TASK BRIEF >> Reproduce the records from the line containing "of the blue" up to and including the line containing "x=272, y=162", requests included, with every x and y coordinate in the answers scaled by 0.55 and rounded to a whole number, halves rounded up. Return those lines alone.

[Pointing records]
◇ ◇ ◇ ◇ ◇ ◇ ◇

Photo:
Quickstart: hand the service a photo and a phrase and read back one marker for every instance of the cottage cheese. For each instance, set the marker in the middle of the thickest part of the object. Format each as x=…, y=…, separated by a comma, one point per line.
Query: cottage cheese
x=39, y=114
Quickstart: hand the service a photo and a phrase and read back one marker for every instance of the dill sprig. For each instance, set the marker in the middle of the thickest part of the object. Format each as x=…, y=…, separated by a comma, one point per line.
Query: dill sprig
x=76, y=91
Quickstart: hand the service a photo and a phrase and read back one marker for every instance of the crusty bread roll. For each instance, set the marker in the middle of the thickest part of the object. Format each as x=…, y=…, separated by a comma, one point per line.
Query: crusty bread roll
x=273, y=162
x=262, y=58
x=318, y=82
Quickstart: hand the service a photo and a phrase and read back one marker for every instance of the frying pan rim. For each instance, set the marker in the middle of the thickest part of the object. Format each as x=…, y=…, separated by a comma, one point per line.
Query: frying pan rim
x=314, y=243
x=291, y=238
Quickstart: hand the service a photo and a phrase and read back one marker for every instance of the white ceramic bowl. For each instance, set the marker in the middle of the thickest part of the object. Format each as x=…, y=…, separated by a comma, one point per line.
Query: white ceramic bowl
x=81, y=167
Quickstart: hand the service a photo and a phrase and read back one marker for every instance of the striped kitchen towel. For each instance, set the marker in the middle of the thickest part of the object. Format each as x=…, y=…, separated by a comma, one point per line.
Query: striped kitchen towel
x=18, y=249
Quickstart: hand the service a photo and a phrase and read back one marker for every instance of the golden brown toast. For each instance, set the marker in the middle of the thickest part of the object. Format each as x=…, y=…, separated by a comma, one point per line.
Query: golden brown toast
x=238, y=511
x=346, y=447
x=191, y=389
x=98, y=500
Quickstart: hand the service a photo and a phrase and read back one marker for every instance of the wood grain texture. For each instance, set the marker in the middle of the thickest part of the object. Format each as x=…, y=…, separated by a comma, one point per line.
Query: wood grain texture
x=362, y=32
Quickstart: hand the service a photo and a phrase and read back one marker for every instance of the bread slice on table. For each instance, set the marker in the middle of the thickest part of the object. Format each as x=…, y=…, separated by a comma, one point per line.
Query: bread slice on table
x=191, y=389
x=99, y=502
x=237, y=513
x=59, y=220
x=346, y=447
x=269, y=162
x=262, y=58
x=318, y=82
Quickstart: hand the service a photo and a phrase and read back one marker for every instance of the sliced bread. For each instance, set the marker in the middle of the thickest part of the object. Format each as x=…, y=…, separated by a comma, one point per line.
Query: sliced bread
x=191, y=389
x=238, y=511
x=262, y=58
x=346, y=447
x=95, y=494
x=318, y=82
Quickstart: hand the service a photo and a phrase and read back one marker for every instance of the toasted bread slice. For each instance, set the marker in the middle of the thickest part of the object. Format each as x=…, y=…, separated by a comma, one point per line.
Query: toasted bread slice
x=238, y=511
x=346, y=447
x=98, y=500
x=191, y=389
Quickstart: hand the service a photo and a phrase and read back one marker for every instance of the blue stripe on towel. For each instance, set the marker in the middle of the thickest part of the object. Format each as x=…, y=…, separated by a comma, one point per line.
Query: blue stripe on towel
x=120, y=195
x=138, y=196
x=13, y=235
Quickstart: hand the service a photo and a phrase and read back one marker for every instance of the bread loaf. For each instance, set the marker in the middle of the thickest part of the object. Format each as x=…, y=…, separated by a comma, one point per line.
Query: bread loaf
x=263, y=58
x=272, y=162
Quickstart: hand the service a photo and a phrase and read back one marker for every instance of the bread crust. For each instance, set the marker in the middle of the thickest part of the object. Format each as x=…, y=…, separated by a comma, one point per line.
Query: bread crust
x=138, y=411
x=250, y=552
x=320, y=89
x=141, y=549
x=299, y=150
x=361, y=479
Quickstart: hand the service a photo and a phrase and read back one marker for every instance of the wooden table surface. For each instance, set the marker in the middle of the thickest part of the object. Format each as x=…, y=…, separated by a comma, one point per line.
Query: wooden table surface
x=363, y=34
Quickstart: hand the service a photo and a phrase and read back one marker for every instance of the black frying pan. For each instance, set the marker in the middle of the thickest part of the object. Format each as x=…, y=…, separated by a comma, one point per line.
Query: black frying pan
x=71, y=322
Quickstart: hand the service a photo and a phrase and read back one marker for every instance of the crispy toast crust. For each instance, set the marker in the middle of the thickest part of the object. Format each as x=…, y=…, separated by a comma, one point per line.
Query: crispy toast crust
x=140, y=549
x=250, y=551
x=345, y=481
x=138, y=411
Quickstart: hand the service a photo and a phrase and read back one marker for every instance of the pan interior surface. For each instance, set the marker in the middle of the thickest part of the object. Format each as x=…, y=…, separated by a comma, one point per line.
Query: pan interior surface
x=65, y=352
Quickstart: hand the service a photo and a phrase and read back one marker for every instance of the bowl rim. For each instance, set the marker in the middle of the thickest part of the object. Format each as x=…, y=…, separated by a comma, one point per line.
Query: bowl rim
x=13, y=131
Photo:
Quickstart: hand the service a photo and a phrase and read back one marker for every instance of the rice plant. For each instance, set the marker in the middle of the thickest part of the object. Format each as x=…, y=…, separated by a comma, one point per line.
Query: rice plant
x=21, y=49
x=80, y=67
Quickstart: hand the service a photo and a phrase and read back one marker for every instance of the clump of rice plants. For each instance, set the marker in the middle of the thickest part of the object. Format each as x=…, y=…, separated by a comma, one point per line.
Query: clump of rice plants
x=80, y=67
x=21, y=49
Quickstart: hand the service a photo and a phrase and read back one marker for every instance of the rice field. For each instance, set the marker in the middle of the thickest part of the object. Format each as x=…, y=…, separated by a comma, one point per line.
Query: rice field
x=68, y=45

◇ ◇ ◇ ◇ ◇ ◇ ◇

SOLUTION FOR THIS PROBLEM >>
Quickstart: hand the service a photo and a phrase and read back one marker for every instance of the blue stripe on towel. For each instance, set the marker in the middle of the thickest part of the object. Format each as x=…, y=…, separated by a comma, one point per line.
Query: blue stripe on towel
x=66, y=107
x=76, y=108
x=7, y=129
Quickstart: hand the service a photo and a phrase and read back one marker for every instance of the bread loaf. For each instance, set the marker in the middle of the thickest part of the object. Format each as x=…, y=…, separated by a comma, one point per line.
Query: bread loaf
x=145, y=32
x=150, y=89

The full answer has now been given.